* Exercise task *
Give the stretch of the records from the line containing "If you could indicate the yellow winglet" through the line containing "point(403, 376)" as a Markdown table with the columns Row and Line, numbering each row and skipping any blank lines.

* Records of points marking objects in photos *

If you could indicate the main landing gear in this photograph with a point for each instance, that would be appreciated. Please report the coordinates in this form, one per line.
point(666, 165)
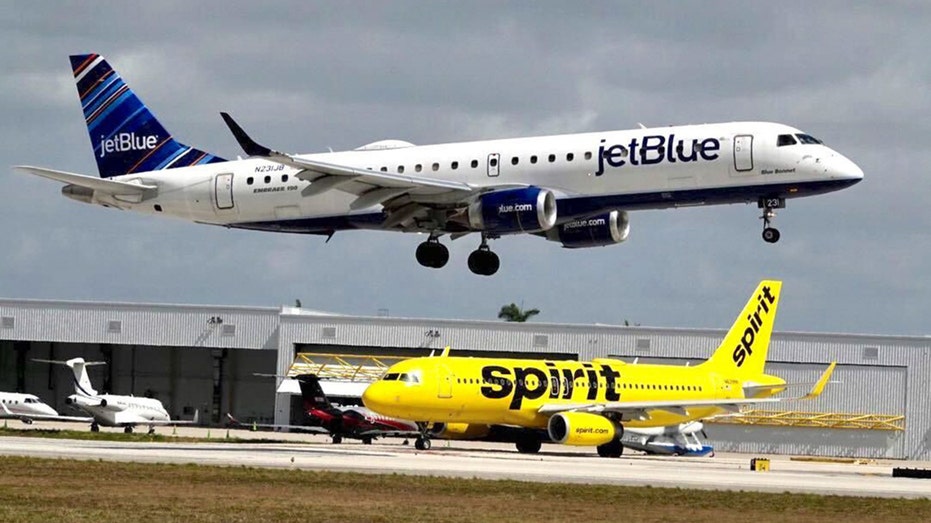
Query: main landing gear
point(435, 255)
point(432, 253)
point(482, 261)
point(769, 206)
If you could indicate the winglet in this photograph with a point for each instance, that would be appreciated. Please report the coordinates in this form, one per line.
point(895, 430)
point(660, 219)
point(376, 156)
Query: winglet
point(249, 145)
point(822, 381)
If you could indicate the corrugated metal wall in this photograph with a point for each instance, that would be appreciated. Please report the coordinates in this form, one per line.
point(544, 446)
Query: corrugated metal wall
point(879, 374)
point(139, 324)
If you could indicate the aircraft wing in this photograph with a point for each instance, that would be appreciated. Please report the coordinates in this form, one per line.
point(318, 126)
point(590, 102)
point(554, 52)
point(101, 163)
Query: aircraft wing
point(298, 428)
point(104, 185)
point(29, 418)
point(680, 407)
point(403, 196)
point(378, 433)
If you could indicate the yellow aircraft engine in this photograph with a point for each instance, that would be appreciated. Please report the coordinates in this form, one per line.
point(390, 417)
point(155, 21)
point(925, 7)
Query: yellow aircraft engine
point(582, 429)
point(464, 431)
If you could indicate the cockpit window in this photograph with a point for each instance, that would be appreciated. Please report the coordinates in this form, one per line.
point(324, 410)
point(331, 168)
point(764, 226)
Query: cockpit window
point(808, 139)
point(409, 378)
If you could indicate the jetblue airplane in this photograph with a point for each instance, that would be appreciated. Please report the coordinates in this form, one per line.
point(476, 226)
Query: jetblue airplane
point(575, 189)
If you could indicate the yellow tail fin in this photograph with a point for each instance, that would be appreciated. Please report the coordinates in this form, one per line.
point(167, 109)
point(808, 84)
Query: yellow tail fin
point(742, 354)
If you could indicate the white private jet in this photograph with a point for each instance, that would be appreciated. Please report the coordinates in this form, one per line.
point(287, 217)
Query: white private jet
point(576, 189)
point(113, 410)
point(28, 408)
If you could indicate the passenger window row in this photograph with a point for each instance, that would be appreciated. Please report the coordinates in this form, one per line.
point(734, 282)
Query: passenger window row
point(586, 384)
point(515, 160)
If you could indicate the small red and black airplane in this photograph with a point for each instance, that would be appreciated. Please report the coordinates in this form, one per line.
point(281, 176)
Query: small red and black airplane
point(322, 417)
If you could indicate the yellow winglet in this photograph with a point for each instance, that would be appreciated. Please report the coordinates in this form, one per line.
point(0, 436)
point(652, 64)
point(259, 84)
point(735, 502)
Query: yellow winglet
point(822, 381)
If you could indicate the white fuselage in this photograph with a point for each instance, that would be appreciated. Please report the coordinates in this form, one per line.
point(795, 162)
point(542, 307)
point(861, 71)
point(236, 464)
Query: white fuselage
point(24, 404)
point(116, 410)
point(590, 173)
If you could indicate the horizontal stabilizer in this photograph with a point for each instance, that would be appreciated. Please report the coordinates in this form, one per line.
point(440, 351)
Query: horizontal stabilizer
point(91, 182)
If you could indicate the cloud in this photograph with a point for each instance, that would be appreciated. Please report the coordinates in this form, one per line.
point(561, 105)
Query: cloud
point(306, 76)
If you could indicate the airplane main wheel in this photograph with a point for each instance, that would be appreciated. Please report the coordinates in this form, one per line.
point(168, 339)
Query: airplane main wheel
point(612, 449)
point(484, 262)
point(770, 235)
point(432, 254)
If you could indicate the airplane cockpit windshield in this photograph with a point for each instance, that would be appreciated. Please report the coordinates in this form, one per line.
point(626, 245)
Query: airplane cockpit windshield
point(799, 138)
point(403, 376)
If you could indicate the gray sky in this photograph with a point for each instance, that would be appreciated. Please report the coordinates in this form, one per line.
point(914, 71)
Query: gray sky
point(305, 76)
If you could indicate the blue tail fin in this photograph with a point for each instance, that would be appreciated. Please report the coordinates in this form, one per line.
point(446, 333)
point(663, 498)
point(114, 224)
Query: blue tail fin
point(126, 136)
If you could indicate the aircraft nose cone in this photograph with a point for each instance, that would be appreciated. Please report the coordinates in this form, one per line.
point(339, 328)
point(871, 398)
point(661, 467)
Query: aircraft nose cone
point(373, 397)
point(843, 168)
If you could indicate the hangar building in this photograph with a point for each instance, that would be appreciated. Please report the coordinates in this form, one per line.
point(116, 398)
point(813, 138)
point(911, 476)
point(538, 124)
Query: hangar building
point(204, 358)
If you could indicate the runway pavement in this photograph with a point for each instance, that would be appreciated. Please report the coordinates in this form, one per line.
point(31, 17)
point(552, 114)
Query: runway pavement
point(492, 461)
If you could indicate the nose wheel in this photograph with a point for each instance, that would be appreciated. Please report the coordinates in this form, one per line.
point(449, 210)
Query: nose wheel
point(432, 253)
point(423, 440)
point(769, 206)
point(483, 261)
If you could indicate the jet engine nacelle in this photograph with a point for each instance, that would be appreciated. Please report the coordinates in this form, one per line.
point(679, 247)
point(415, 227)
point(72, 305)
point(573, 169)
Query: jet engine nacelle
point(597, 231)
point(463, 431)
point(583, 429)
point(528, 209)
point(81, 401)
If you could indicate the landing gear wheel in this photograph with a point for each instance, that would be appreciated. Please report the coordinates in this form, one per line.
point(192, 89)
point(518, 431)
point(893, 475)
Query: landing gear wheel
point(432, 253)
point(422, 444)
point(529, 445)
point(770, 235)
point(484, 262)
point(612, 449)
point(769, 206)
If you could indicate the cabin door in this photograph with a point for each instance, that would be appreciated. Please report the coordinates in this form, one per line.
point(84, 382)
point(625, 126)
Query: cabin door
point(743, 153)
point(446, 382)
point(494, 164)
point(224, 191)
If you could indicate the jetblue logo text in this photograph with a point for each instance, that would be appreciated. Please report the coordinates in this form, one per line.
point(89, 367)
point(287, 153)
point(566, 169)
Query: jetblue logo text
point(532, 383)
point(514, 207)
point(123, 142)
point(745, 347)
point(655, 149)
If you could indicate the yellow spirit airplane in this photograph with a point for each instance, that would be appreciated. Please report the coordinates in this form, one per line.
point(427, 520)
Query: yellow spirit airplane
point(587, 403)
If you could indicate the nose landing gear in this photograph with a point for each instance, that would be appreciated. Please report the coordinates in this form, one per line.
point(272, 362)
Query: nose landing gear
point(769, 206)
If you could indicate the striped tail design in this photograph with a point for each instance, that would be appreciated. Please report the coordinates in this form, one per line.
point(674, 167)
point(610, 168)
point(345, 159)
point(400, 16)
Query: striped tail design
point(125, 135)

* Exercise answer *
| Row | Line |
|---|---|
| 1 | If you could indicate the yellow winglet in this photograph with a point for each instance, that would be appreciated. Please report the coordinates in this form, one per line. |
| 2 | point(0, 436) |
| 3 | point(652, 64) |
| 4 | point(259, 84) |
| 5 | point(735, 502) |
| 6 | Query: yellow winglet |
| 7 | point(822, 381) |
| 8 | If you could indicate the white fuselage in this photograph with a point for each instance, that would be appreciated. Please report the coordinates in this form, one per line. |
| 9 | point(795, 162) |
| 10 | point(542, 307) |
| 11 | point(861, 71) |
| 12 | point(236, 464) |
| 13 | Query: white fuselage |
| 14 | point(24, 404) |
| 15 | point(116, 410) |
| 16 | point(590, 173) |
| 17 | If you could indicate the horizontal stabilizer in this photograph with a point for each instance, that would be appreciated. Please report the coordinates in this form, one per line. |
| 18 | point(440, 351) |
| 19 | Query: horizontal stabilizer |
| 20 | point(91, 182) |
| 21 | If you could indicate the cloud in this photograph with a point for each instance, that would be appreciated. Please report the coordinates in this form, one per line. |
| 22 | point(561, 105) |
| 23 | Query: cloud |
| 24 | point(306, 76) |
| 25 | If you could indicate the airplane main wheel in this photograph with a point for each instance, that would be appreciated. Please report the coordinates in this form, one per line. |
| 26 | point(168, 339) |
| 27 | Query: airplane main wheel |
| 28 | point(612, 449) |
| 29 | point(484, 262) |
| 30 | point(770, 235) |
| 31 | point(432, 254) |
| 32 | If you could indicate the airplane cockpit windshield in this photograph with a point for each instance, that would be appreciated. Please report the coordinates in this form, one per line. |
| 33 | point(626, 245) |
| 34 | Query: airplane cockpit windshield |
| 35 | point(799, 138) |
| 36 | point(403, 376) |